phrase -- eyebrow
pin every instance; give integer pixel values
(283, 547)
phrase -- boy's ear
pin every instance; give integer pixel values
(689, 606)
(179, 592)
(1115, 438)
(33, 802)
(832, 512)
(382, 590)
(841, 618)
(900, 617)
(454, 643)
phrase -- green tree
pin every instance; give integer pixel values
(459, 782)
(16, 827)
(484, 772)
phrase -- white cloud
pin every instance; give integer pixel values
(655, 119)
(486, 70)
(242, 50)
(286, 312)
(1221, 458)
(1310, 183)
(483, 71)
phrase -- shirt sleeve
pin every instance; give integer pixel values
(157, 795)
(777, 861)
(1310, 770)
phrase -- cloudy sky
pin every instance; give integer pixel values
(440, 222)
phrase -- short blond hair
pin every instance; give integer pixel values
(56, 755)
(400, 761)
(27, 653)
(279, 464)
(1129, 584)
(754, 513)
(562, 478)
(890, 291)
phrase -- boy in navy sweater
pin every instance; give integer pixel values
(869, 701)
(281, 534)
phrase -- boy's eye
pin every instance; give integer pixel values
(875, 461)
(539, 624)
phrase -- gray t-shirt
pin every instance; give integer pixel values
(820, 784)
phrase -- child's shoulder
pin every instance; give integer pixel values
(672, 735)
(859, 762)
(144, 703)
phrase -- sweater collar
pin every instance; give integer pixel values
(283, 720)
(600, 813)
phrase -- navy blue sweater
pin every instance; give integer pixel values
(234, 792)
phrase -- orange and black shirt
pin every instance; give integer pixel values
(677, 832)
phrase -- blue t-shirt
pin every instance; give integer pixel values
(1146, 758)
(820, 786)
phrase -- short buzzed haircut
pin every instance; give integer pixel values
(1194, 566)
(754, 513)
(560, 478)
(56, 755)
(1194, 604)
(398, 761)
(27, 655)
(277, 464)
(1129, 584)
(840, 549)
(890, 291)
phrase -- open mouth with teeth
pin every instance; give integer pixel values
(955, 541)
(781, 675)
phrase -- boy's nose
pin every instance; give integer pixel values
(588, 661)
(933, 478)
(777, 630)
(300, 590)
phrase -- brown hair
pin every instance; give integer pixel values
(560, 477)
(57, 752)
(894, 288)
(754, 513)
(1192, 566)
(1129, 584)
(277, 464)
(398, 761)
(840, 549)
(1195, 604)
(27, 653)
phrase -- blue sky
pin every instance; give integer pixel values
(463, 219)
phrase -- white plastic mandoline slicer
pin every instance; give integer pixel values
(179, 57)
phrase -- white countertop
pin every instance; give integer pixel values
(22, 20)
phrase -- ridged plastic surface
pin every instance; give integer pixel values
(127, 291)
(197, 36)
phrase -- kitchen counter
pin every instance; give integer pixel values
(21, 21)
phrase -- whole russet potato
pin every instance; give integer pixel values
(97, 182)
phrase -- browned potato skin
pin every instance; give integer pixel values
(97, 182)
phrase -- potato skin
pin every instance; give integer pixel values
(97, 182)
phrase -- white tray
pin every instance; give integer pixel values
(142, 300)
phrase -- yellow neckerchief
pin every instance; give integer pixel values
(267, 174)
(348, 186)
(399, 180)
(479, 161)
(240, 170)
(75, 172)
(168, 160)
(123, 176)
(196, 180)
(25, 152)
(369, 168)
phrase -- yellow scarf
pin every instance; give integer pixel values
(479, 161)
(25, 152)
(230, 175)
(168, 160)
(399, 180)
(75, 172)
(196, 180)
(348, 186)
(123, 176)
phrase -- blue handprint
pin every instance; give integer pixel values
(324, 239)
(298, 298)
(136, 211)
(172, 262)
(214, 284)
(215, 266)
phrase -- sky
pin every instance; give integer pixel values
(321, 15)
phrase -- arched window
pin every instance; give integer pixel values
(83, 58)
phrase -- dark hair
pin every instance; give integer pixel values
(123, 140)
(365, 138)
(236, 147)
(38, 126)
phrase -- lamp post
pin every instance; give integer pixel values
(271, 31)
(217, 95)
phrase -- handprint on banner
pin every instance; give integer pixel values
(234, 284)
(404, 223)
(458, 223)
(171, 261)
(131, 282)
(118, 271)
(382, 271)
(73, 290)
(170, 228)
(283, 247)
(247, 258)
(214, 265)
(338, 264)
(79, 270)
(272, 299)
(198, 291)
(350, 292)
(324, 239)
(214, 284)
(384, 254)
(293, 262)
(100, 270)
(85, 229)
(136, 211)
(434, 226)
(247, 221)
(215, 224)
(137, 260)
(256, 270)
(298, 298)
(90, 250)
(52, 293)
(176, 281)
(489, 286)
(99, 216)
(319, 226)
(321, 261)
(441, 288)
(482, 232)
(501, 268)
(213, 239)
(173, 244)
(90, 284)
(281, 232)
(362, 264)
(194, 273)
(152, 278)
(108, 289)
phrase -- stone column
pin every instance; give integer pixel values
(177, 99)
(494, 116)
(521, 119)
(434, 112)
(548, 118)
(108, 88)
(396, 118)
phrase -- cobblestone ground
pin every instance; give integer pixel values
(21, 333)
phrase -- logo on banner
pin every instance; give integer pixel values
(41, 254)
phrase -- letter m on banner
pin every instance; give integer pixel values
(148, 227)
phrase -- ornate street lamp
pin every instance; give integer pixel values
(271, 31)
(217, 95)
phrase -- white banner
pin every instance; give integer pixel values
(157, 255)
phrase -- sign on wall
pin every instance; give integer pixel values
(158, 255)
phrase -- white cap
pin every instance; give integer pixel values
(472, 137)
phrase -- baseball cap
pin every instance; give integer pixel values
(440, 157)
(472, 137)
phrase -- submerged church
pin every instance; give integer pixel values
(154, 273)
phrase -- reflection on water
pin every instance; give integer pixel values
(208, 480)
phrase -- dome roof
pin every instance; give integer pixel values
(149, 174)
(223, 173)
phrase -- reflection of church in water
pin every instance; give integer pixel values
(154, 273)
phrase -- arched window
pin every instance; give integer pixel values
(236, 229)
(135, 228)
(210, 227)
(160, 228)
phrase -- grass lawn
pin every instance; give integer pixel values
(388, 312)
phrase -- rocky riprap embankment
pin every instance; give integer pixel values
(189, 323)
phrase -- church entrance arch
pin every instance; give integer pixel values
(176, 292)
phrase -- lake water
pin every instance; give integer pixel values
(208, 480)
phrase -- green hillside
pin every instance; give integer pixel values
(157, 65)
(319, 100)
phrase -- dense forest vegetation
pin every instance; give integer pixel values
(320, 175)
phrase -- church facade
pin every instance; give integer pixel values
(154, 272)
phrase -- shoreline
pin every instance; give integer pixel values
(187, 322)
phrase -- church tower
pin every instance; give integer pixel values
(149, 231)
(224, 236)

◆ Exercise instructions:
Where the listing above reaches the line that contains "phrase -- white banner", start retyping, and finish with the line that contains "phrase -- baseball cap"; reproduce those lines exactly and no others.

◆ Output for this task:
phrase -- white banner
pin every instance; give integer pixel values
(157, 255)
phrase -- sign on wall
pin every instance; give integer pixel values
(158, 255)
phrase -- white cap
pin every instance; give integer pixel values
(472, 137)
phrase -- baseball cap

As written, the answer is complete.